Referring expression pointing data
>>>

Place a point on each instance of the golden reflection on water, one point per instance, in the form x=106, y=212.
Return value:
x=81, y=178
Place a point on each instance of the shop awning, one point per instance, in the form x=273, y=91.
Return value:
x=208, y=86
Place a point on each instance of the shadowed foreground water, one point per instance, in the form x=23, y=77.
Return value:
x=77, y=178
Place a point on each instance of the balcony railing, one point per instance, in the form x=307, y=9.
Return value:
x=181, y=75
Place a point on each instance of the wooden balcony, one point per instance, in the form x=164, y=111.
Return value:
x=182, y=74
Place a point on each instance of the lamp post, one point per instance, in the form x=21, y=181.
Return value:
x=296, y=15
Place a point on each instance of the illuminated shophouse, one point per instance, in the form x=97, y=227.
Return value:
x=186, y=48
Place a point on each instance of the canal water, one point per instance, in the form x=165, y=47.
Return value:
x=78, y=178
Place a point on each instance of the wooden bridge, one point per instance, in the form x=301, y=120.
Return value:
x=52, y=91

<<<

• **PROBLEM DETAILS**: Write out every line, unchanged, from the one containing "Place a point on each instance of the canal" through the closing line of the data.

• **ANSWER FOR THE TASK**:
Place a point on each instance of the canal water, one point per instance, in the form x=165, y=47.
Return value:
x=78, y=178
Place a point on each instance of the wooden bridge, one point per instance, in the form x=301, y=120.
Return value:
x=52, y=91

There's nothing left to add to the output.